- [Work request]: The data should be printed again, exactly.

** Opening Excerpted data block **

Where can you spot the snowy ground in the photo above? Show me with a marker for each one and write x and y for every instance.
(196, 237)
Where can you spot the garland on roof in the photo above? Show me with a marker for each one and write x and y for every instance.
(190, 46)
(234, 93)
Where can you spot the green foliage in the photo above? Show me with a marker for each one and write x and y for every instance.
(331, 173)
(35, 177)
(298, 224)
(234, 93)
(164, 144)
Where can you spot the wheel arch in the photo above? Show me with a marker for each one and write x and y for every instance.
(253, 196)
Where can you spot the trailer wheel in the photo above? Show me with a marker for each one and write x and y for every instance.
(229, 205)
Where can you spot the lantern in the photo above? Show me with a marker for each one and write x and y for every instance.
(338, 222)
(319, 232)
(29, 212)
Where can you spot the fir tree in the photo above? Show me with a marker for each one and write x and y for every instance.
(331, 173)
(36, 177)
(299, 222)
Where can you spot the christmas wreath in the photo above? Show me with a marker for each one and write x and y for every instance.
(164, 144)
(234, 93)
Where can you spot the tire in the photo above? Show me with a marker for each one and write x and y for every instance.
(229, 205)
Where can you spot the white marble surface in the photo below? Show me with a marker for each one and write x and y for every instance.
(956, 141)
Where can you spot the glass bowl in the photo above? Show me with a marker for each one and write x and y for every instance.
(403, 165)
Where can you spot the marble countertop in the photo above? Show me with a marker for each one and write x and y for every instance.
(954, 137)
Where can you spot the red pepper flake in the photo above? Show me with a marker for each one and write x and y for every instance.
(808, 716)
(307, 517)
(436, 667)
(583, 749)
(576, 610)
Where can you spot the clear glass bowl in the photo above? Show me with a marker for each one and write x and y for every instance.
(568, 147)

** Closing Excerpted data block **

- [Output]:
Where can you spot the snowy ground in the photo above? Show me with a marker for each one and write x and y for every instance.
(196, 237)
Where can you spot the garland on roof in the photo above? Show me with a marker for each one and write x and y for every instance.
(190, 46)
(234, 93)
Where can you spot the green foliage in the photo above? Show me with a marker for each one and write x and y for every instance.
(331, 173)
(35, 177)
(298, 224)
(234, 93)
(164, 144)
Where can you spot the wheel arch in the photo above? Show me with a marker for each one and write x and y for every instance.
(253, 196)
Where can you spot the trailer wheel in the photo above? Show me with a marker for each one and write x and y for every instance.
(229, 205)
Where can you spot the lantern in the photo above? Show me with a marker for each one and write x and y for every instance.
(338, 222)
(319, 232)
(29, 212)
Where can you spot the fir tree in the photo above? Show me with a marker for each one and write x and y for every instance.
(331, 173)
(36, 177)
(299, 222)
Where can you spot the christmas wreath in the photo above? Show me with a marker for each one and write x and y for every instance.
(164, 144)
(234, 93)
Where can you spot the tire in the photo above? Show me with a marker for each one and write x and y for every instance.
(229, 205)
Where can you spot the white marble surface in the photo below? Show me with a marker for each one and write x and y for every instance.
(956, 141)
Where can you spot the glass bowl in the photo above? Show me with a marker for each one and write x and y for every instance.
(403, 165)
Where can you spot the marble countertop in the photo above? Show me with a marker for each one and write x and y for every instance.
(954, 137)
Where can you spot the red pepper flake in the photo above? Show me with a marker for each one and write x and y for every instance.
(808, 716)
(307, 517)
(436, 667)
(583, 749)
(576, 610)
Where can you spot the clear glass bowl in the photo above? Show me with a marker for each one and write x and y for every instance.
(568, 147)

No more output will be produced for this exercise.